# Written instruction
Write out all of the entries exactly as given.

Labeled-object pointing entries
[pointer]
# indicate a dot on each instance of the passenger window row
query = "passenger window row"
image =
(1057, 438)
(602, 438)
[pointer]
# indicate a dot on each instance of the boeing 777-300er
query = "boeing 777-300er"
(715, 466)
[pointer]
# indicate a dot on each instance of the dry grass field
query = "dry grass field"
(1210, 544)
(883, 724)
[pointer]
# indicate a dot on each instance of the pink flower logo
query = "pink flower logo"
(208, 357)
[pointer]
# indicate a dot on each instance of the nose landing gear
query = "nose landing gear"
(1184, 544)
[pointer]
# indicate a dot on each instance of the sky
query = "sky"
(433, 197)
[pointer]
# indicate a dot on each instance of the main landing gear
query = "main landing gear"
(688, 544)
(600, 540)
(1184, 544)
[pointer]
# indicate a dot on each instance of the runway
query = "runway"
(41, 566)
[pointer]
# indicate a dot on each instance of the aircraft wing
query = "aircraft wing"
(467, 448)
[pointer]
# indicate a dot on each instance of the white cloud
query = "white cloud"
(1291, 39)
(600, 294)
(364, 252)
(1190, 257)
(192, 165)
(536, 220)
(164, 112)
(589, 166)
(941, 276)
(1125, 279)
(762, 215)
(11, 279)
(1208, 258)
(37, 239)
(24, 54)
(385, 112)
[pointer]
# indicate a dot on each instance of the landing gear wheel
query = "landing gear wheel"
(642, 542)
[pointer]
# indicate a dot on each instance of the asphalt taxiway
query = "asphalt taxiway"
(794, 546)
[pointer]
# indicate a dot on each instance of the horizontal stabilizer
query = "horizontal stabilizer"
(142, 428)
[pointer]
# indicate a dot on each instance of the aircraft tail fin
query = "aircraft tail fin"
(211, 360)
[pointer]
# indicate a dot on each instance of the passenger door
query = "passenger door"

# Result of the exercise
[pointer]
# indicate a dot on each instance of the passenger window row
query = "passenger window row"
image =
(1057, 438)
(602, 438)
[pointer]
# indicate a dot on each instance of the boeing 777-300er
query = "boeing 777-300er"
(715, 466)
[pointer]
# indicate a dot on each instance of the dry grass field
query = "dry grass field"
(1210, 544)
(883, 724)
[pointer]
# indicate a dot on each instance of the pink flower logo
query = "pink flower logo"
(208, 357)
[pointer]
# indicate a dot on each instance of the nose landing gear
query = "nose landing gear"
(1184, 544)
[pointer]
# indicate a dot on each instance of the sky
query = "sky"
(433, 197)
[pointer]
# indicate a dot on each instance of the main landing gear
query = "main landing gear"
(688, 544)
(600, 540)
(1184, 544)
[pointer]
# indicate a dot on each instance of the runway
query = "runway"
(41, 566)
[pointer]
# indicate a dot on each instance of the aircraft wing
query = "aircraft wing"
(467, 448)
[pointer]
# indicate a dot on each instance of the white cloud
query = "white cloud"
(1291, 39)
(600, 294)
(364, 252)
(1190, 257)
(192, 165)
(536, 220)
(164, 112)
(589, 166)
(941, 276)
(1125, 279)
(762, 215)
(11, 279)
(1208, 258)
(37, 239)
(24, 54)
(385, 112)
[pointer]
# indicate a dot on each instance of the landing gear wheel
query = "landing gear wheel"
(642, 542)
[pointer]
# indicate a dot on each instance of the asphalt taxiway
query = "asphalt taxiway"
(794, 546)
[pointer]
# indicate a dot on each instance of the horizontal stabilizer
query = "horizontal stabilizer"
(142, 428)
[pointer]
# indicate a dot on each instance of the aircraft tail fin
query = "aircraft tail fin"
(211, 360)
[pointer]
# indicate a dot on each instance of the passenger door
query = "passenger door"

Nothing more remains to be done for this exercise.